Aim of the exercise: In the data below, give the number of lines that contain the word "tennis". Nothing else is needed.

Provided data:
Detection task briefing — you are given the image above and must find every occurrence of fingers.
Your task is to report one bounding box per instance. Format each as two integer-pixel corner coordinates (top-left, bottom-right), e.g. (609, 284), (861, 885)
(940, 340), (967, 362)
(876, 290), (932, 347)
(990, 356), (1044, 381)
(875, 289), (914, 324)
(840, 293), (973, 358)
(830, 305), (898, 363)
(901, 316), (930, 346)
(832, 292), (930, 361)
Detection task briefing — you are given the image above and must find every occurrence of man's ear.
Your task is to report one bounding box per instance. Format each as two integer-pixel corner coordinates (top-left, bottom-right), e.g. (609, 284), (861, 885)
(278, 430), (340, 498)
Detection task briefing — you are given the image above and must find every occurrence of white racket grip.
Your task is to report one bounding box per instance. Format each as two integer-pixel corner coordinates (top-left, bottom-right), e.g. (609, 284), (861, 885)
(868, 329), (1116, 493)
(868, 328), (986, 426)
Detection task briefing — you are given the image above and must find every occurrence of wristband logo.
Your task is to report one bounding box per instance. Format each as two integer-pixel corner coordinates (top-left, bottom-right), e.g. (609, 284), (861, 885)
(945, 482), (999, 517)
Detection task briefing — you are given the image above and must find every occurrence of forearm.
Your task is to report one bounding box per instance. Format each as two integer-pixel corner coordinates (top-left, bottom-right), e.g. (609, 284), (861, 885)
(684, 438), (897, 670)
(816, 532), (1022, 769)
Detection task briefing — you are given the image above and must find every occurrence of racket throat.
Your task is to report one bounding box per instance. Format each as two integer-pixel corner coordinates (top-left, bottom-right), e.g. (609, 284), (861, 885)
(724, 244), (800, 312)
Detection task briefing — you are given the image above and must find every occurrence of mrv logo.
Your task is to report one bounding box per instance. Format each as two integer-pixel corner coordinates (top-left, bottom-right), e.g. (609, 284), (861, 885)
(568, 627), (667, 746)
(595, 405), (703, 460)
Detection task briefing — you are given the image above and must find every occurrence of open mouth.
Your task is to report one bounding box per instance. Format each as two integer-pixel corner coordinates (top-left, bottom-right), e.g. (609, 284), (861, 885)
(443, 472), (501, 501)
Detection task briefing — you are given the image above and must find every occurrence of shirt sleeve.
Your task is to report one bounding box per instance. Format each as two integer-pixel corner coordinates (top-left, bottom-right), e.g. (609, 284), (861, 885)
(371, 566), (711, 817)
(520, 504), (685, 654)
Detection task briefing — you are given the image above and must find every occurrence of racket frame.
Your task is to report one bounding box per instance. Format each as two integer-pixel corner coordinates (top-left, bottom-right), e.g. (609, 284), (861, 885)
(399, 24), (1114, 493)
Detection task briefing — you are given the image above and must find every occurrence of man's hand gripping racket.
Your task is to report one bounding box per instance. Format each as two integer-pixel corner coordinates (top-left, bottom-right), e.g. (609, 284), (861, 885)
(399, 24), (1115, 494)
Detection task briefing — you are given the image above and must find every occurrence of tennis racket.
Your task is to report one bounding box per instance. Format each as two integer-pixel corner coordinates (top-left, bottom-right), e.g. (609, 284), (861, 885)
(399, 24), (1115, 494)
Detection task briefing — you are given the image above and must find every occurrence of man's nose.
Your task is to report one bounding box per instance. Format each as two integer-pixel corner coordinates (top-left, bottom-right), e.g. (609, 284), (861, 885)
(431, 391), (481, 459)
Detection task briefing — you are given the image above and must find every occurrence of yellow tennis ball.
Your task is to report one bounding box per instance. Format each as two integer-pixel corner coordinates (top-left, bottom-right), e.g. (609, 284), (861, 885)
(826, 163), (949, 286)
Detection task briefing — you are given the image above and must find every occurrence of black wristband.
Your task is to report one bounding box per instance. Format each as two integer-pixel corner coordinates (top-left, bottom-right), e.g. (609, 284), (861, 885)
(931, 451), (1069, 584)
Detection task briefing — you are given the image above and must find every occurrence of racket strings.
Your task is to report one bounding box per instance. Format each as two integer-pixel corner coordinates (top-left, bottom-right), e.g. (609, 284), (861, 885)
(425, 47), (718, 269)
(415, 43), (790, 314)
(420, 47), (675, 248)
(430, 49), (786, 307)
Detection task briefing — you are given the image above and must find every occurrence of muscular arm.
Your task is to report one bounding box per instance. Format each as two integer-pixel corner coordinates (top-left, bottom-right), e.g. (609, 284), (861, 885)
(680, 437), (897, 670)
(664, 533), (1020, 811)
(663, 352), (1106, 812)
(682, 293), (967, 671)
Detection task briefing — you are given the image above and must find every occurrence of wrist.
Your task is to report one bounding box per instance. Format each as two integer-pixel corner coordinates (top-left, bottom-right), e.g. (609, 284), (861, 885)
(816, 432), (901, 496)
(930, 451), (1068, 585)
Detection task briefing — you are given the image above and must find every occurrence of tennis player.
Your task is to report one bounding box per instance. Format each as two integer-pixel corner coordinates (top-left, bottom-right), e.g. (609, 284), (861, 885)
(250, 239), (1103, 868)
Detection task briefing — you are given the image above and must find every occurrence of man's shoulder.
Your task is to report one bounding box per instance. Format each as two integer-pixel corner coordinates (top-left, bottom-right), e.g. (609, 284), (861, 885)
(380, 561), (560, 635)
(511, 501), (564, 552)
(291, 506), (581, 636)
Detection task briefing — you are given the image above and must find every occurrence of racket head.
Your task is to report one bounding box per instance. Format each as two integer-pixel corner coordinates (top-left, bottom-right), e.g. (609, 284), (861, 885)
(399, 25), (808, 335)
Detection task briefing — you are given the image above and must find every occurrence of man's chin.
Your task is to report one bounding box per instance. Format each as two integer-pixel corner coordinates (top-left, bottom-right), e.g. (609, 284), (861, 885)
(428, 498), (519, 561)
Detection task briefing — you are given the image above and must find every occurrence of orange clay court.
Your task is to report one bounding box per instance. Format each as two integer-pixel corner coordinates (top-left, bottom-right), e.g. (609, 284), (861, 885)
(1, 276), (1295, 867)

Output of the exercise: 3